MATERIAL TO PROCESS
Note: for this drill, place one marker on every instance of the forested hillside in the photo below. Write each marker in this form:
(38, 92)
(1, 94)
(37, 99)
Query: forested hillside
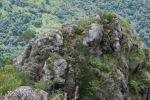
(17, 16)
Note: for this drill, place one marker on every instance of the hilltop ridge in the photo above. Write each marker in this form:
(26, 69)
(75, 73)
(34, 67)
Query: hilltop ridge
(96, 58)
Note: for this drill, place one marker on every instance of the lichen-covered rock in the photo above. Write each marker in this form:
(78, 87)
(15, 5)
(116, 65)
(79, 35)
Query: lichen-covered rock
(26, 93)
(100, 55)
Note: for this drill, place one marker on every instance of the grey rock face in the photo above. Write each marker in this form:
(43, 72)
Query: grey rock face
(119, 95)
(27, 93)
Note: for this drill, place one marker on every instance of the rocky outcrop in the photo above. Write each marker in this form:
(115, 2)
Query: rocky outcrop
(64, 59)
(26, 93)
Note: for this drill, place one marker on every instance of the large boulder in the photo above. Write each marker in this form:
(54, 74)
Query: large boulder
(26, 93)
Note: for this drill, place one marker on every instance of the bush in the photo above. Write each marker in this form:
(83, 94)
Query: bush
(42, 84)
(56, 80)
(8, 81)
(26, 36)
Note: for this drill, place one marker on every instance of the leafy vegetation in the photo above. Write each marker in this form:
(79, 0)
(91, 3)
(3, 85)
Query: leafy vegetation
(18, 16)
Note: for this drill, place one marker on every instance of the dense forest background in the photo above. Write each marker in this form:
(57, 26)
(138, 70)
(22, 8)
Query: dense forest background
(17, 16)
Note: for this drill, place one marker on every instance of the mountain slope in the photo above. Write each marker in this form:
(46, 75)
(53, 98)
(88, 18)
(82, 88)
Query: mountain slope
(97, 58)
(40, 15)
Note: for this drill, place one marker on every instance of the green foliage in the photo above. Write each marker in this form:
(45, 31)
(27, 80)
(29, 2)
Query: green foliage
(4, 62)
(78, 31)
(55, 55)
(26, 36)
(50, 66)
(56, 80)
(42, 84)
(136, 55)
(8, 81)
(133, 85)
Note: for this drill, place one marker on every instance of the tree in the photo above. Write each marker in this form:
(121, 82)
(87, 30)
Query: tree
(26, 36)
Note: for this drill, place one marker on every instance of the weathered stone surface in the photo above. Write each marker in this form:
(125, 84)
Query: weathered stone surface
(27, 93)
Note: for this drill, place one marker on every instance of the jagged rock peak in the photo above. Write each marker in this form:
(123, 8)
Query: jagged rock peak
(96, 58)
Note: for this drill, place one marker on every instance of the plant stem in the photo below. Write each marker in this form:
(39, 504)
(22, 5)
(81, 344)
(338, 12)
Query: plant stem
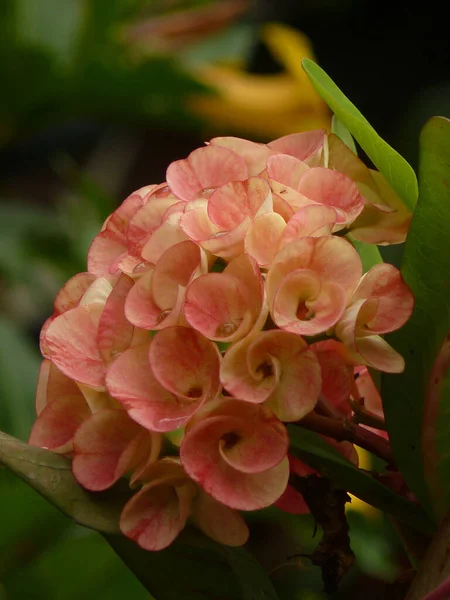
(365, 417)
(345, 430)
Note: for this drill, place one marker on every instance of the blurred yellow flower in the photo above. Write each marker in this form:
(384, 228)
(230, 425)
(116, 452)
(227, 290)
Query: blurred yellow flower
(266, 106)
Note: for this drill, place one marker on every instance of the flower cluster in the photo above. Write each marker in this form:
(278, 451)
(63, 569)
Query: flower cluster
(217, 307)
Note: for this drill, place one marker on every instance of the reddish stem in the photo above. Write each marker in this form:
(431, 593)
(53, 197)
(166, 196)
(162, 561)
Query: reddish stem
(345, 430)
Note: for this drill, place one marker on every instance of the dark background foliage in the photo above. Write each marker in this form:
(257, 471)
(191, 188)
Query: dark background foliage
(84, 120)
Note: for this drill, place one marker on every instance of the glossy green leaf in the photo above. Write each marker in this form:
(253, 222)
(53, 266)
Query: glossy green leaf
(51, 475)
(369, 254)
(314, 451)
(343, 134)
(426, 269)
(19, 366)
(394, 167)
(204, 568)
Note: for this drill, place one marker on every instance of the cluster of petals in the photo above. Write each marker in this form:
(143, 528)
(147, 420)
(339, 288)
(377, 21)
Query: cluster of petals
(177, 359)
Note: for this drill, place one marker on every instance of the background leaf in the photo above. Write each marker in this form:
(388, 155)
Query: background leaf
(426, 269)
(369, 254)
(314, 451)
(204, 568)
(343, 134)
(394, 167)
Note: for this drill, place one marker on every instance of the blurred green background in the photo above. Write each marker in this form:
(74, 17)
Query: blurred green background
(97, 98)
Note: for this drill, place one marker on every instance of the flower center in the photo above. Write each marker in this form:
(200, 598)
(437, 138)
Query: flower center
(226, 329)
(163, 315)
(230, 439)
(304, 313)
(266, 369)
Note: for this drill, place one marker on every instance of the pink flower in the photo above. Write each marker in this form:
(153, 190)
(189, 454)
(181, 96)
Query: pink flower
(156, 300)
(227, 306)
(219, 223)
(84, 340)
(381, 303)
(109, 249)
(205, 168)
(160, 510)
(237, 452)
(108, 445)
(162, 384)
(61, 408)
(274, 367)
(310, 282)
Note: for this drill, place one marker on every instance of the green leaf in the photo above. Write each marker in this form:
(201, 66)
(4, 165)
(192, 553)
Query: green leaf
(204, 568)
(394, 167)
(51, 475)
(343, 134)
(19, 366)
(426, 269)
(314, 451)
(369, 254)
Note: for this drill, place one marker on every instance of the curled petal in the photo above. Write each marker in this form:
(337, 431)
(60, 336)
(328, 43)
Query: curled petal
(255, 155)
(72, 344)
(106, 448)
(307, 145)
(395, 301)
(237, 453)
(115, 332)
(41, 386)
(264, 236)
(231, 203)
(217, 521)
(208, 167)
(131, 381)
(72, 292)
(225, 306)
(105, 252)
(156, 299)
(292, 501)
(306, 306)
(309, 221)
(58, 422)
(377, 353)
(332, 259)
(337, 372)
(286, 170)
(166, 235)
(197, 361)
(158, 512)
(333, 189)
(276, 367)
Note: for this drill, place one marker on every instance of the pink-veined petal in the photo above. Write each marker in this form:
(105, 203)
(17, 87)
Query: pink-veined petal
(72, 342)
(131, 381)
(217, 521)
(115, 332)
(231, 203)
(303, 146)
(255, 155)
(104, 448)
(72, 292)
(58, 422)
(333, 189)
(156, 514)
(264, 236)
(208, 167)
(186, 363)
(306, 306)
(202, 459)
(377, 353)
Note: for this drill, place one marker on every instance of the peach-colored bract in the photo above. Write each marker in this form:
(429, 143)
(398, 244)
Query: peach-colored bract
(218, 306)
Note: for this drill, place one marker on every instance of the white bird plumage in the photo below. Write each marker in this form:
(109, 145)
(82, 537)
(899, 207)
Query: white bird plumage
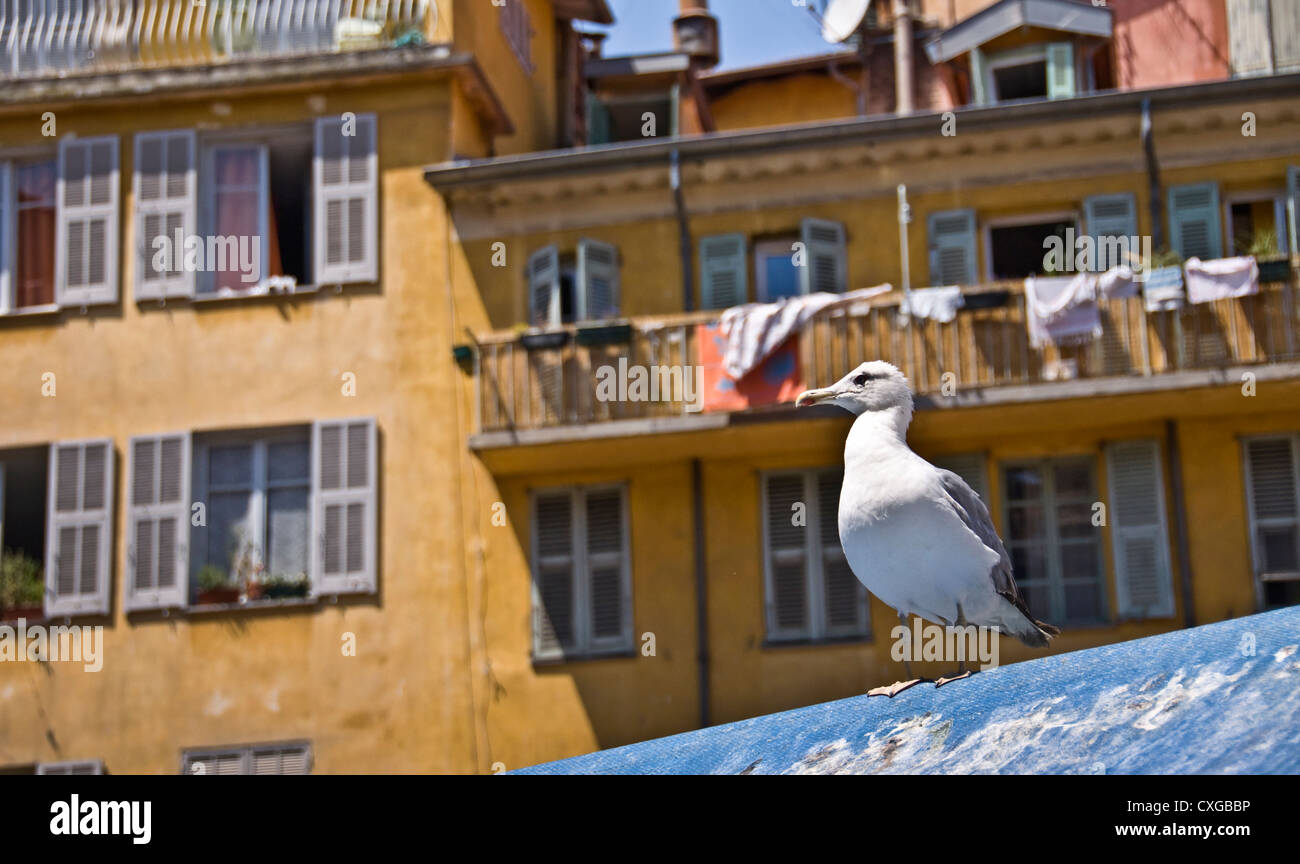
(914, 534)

---

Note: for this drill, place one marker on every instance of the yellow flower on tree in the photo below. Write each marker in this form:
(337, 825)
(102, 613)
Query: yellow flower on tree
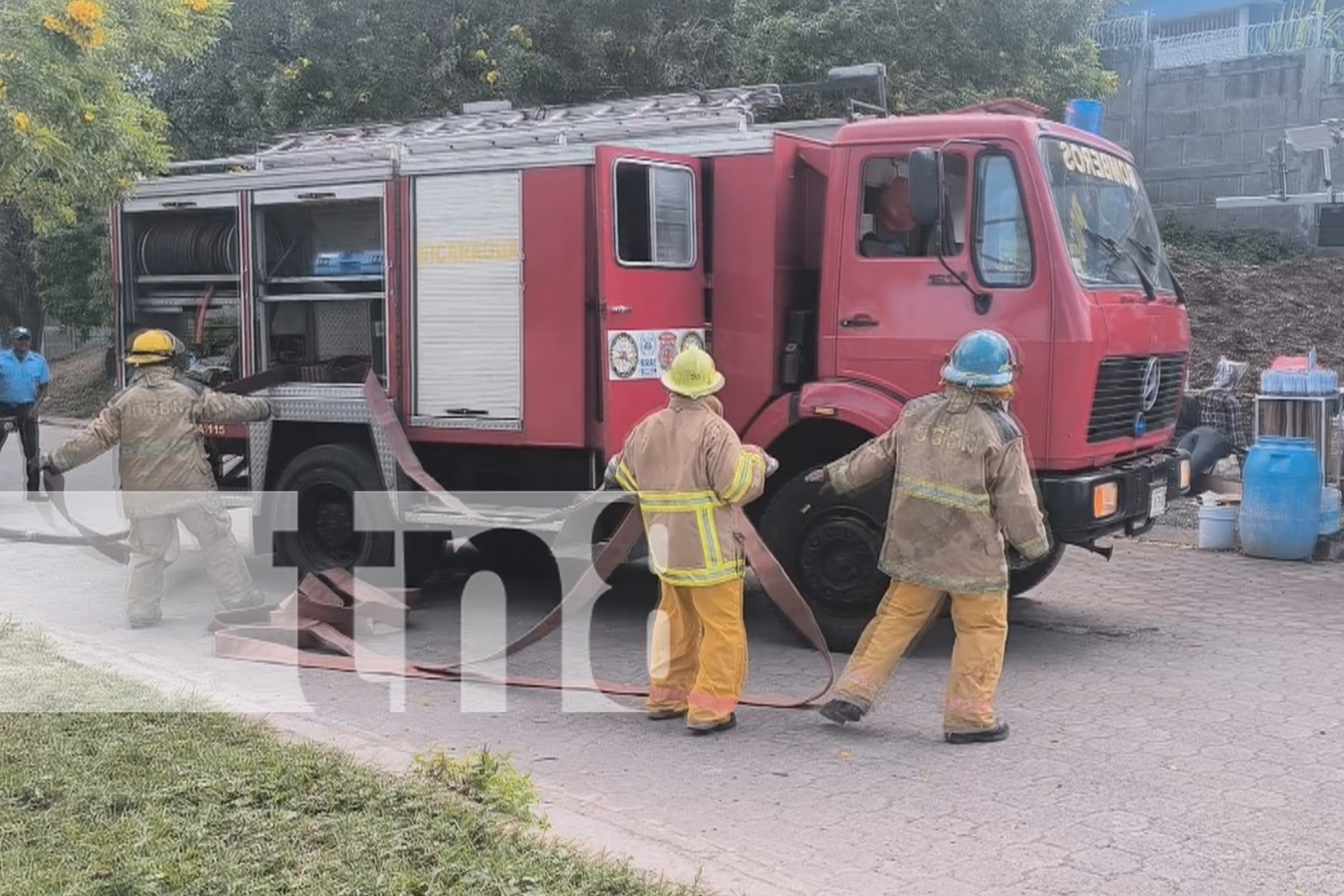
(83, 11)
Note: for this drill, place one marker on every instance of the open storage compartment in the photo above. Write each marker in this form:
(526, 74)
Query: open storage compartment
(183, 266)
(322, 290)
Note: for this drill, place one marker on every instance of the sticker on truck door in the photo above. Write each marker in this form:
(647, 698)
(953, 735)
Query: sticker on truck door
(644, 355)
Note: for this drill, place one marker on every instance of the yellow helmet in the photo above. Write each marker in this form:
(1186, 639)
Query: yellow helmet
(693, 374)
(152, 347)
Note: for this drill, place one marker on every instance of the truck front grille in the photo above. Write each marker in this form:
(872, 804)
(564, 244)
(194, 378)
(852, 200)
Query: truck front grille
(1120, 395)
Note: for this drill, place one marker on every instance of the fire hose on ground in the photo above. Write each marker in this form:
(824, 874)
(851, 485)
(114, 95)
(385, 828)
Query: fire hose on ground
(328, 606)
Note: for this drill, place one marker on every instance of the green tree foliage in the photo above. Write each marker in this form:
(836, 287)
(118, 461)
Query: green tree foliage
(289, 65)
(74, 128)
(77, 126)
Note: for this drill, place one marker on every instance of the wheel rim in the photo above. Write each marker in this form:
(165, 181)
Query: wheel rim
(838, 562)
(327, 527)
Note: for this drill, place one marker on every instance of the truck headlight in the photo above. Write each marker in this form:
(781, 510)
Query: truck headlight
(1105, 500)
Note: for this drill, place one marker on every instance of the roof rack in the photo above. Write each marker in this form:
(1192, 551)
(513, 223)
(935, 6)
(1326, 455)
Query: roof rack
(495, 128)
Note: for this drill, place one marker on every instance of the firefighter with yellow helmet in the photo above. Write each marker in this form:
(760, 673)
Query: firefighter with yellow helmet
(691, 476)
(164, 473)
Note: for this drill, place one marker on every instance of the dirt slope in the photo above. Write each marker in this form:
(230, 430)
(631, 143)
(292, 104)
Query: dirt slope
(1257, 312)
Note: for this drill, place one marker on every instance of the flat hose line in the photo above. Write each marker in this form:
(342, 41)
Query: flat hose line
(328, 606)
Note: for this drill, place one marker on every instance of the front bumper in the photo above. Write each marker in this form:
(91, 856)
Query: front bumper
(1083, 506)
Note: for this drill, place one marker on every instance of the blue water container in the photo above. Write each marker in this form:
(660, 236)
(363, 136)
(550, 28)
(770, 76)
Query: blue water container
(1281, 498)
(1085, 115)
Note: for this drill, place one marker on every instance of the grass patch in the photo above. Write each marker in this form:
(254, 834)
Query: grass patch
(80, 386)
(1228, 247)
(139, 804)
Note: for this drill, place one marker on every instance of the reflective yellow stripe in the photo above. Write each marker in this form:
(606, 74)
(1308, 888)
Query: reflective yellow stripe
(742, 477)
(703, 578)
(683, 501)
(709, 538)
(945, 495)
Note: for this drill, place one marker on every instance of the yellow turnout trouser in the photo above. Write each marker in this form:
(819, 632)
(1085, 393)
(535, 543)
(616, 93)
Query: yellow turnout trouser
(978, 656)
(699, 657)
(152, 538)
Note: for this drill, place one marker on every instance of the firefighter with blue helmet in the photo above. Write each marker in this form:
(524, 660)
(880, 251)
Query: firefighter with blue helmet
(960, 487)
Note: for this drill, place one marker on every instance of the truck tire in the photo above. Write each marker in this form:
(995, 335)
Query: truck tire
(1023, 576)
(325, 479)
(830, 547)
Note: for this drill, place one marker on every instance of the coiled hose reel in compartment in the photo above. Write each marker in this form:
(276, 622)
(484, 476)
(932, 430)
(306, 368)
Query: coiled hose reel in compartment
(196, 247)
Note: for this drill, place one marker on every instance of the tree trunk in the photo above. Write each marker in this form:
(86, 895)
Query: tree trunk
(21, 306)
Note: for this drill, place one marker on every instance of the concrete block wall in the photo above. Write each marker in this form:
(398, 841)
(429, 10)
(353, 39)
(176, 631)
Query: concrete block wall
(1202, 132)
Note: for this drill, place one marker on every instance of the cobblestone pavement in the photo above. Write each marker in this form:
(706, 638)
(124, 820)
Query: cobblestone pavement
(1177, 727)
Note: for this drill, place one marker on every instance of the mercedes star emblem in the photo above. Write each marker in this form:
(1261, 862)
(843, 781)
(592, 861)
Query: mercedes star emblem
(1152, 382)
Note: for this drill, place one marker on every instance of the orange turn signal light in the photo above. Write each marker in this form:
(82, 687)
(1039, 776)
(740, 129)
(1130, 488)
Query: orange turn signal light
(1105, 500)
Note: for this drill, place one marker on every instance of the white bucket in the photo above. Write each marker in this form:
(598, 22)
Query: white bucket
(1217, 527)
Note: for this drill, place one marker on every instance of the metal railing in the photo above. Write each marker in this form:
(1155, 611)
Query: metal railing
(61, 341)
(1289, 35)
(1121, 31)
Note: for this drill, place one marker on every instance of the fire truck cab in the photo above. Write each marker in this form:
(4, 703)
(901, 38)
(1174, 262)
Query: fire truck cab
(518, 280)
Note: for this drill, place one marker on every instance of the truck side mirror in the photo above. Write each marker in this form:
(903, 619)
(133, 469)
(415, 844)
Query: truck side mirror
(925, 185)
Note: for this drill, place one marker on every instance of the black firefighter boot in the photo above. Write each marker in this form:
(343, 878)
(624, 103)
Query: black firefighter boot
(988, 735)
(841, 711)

ACTION ITEM
Respond with the number of lines in the listing above that include the word "below", and with nothing more.

ANSWER TO THE PROBLEM
4